> _Work instruction_:
Each line below that includes the word "photo" is to be reported.
[[ Given data, beginning ]]
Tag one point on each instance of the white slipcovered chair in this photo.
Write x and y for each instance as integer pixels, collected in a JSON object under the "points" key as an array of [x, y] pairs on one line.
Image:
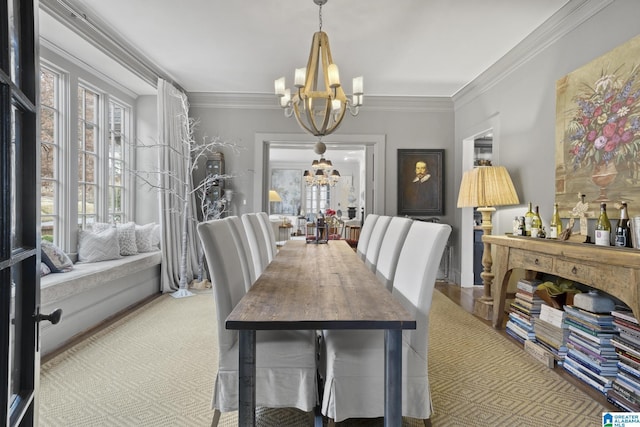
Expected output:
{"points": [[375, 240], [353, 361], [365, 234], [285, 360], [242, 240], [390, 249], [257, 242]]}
[[ Given data, end ]]
[[ Given data, beginning ]]
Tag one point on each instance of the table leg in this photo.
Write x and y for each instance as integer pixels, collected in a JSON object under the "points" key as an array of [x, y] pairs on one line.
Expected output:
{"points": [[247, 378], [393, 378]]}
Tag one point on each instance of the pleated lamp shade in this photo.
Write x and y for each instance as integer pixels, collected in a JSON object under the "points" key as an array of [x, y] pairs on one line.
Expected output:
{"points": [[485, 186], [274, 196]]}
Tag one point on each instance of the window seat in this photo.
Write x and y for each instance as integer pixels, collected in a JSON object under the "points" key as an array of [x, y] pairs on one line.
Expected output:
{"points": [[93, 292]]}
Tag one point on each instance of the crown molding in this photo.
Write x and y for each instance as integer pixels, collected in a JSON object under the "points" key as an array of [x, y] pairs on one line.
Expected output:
[[ Given data, end ]]
[[ Given data, beginning ]]
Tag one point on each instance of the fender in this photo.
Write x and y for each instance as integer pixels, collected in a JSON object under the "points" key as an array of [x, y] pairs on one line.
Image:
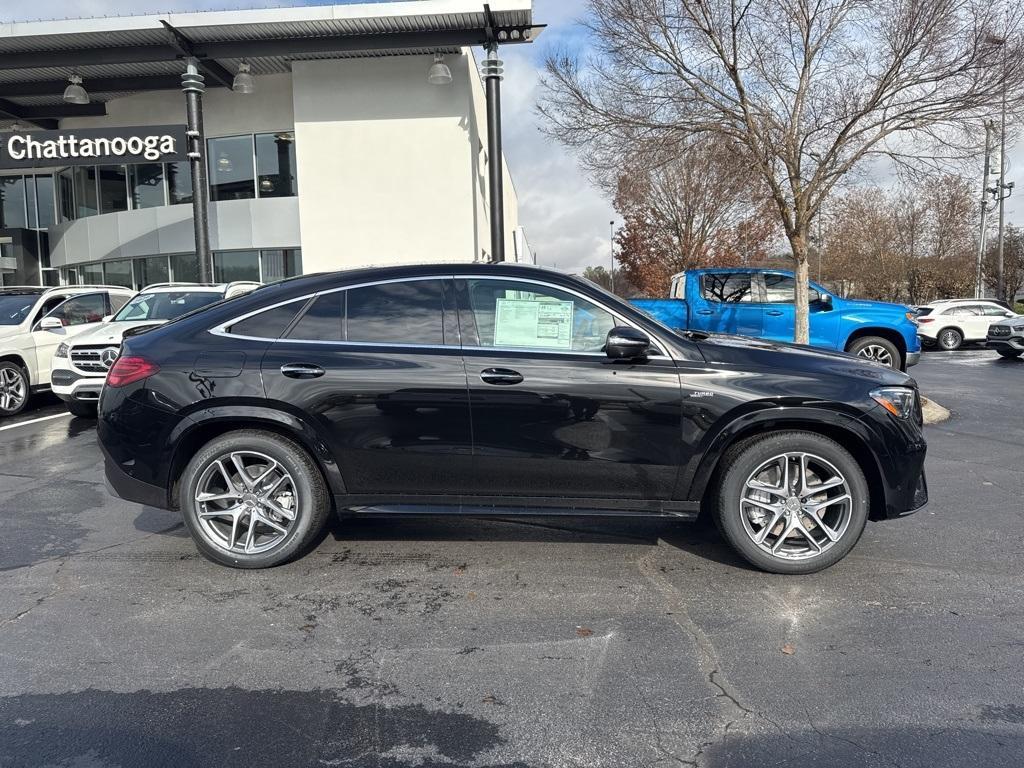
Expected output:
[[ Given data, end ]]
> _Response_:
Tag one point on each instance of the white slipcovered chair in this photo.
Tag one point on each instance of the table leg in this photo.
Tag one point on each instance of the pleated lamp shade in this photo.
Tag one point on each instance of the window seat in this photo.
Tag one point on each instance of the crown molding in this photo.
Tag one point on each instance of the fender in this photo.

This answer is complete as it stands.